» WORK TASK: Print the records below exactly, and do not carry over any picture.

» SUPPLIED RECORDS:

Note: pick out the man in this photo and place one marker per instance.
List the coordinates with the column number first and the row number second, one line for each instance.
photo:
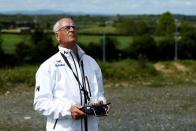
column 67, row 81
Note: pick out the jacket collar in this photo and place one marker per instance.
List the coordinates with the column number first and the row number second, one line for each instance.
column 67, row 52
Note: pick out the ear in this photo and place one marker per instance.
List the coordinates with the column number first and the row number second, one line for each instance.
column 57, row 36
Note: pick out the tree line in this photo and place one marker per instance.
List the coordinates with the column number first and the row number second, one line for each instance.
column 149, row 42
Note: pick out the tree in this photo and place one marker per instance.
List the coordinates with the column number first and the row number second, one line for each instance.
column 165, row 24
column 1, row 51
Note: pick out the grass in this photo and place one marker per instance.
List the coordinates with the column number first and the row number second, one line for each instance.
column 144, row 96
column 139, row 73
column 10, row 41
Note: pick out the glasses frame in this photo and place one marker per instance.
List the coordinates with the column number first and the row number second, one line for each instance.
column 67, row 28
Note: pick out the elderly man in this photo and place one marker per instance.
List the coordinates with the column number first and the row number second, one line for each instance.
column 66, row 82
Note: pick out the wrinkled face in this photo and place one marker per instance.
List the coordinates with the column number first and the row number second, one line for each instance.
column 67, row 33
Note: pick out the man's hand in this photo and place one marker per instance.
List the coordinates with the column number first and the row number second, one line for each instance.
column 76, row 113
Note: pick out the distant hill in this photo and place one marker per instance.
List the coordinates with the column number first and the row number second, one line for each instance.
column 38, row 12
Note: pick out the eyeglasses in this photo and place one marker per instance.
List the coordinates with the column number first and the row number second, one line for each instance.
column 68, row 28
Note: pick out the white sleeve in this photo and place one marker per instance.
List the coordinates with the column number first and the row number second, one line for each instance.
column 100, row 84
column 44, row 102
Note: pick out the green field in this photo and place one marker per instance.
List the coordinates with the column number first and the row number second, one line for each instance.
column 144, row 96
column 10, row 40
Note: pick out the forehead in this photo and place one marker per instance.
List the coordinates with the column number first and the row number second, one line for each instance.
column 65, row 22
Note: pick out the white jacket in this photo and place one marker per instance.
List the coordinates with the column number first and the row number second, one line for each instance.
column 57, row 89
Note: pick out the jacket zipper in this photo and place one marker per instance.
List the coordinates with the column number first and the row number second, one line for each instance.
column 55, row 123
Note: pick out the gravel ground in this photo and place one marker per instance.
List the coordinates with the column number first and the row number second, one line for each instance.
column 133, row 109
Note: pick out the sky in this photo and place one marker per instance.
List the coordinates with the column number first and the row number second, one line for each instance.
column 185, row 7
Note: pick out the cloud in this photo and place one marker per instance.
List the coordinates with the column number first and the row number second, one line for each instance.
column 104, row 6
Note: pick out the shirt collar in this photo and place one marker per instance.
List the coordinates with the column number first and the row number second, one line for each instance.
column 67, row 52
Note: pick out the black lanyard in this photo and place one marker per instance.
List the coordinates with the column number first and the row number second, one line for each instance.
column 76, row 77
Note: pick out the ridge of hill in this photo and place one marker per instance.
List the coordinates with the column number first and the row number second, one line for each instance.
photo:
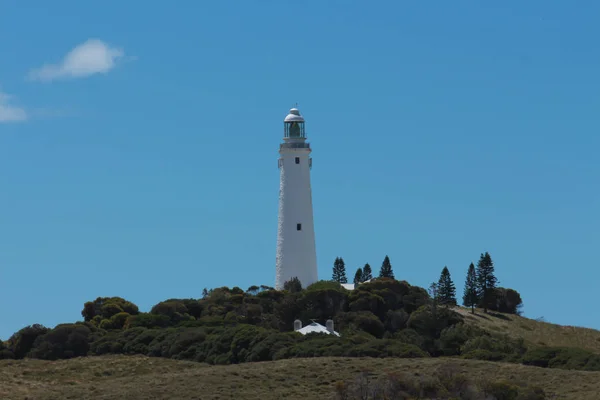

» RESPONSE BOX:
Note: pick out the man in this photo and place one marker per instance.
List the coordinates with the column number first and the row number second, one line for each instance.
photo:
column 67, row 81
Note: pick out the jacket collar in this photo and place one marker per instance.
List the coordinates with the column number first and the row number second, one line for each instance.
column 67, row 52
Note: pick out the ear in this photo and place one marker per instance.
List the coordinates with the column number first and the row number second, one line for each instance.
column 57, row 36
Note: pick out the tree line in this photo and place one marker per instance.
List the coordinates with the column number first and the row number second, one line for each instance.
column 149, row 42
Note: pick out the tree in this photo and place one marker per instance.
List the coordinates with the column number first and the row number second, one line for each instance.
column 165, row 24
column 1, row 51
Note: pick out the grass in this photo and place one marker per instance.
List the coordinates with the column number first and the row number second, one line for each instance.
column 144, row 96
column 139, row 73
column 10, row 41
Note: pick out the glasses frame in this photo and place one marker per instance.
List the coordinates with the column number first and the row number second, one line for each instance.
column 67, row 28
Note: pick out the elderly man in this photo and place one marker per instance.
List the coordinates with the column number first and the row number second, one line for each instance.
column 66, row 82
Note: pick out the wrinkled face in this photo and place one marker per instance.
List the coordinates with the column number first and the row number second, one line for each instance.
column 67, row 33
Note: pick out the man's hand in this photo and place one marker per instance.
List the coordinates with the column number first and the row number second, one line for each instance.
column 76, row 113
Note: pick out the distant hill in this photo and place one marker per instance.
List the coordinates with the column number first and the row number second, one line for each instance.
column 38, row 12
Note: pick out the eyeglasses in this photo and place one marker per instance.
List the coordinates with the column number first and the row number second, one line for each instance.
column 68, row 28
Note: pick out the white sleeve in this photo and place one marker per instance.
List the coordinates with the column number first and the row number second, one line for each instance.
column 100, row 84
column 44, row 102
Note: pick out the green field in this photo and place one marker per instance.
List the coordinates with the column number first and the row number second, one line for each instance.
column 144, row 96
column 10, row 40
Note: pick out the forehead in this photo and place one marker per instance.
List the coordinates with the column number first and the row number second, one line for each instance.
column 65, row 22
Note: pick out the white jacket in this photo and place one marker per instance.
List the coordinates with the column number first and the row number second, one line for each instance.
column 57, row 89
Note: pick out the jacket zipper in this photo and place one marker per instance.
List the coordinates with the column number first and the row number second, one line for each instance.
column 55, row 123
Note: pick out the gravel ground in this photo and place one marker per instance.
List the coordinates with the column number first and the row number second, one line for each instance.
column 133, row 109
Note: pick out the sky in this photo and place one marker per instance.
List the coordinates with the column number first and the row number second, one line for each instance.
column 185, row 7
Note: pick out the cloud in this photo and place one marker per instance.
List the coordinates with the column number first and the row number second, one line for each instance.
column 104, row 6
Note: pick out the shirt collar in this photo and place one marker per instance.
List the coordinates with the column number first and the row number second, one line for each instance.
column 67, row 52
Note: pick out the black lanyard in this photo and place one marker per instance.
List the coordinates with the column number first and the row number second, one line for each instance.
column 76, row 77
Note: pick out the ridge of hill in this photo and place one marker per instance.
List the coordinates with the column number first and the row number second, one line for each instance.
photo:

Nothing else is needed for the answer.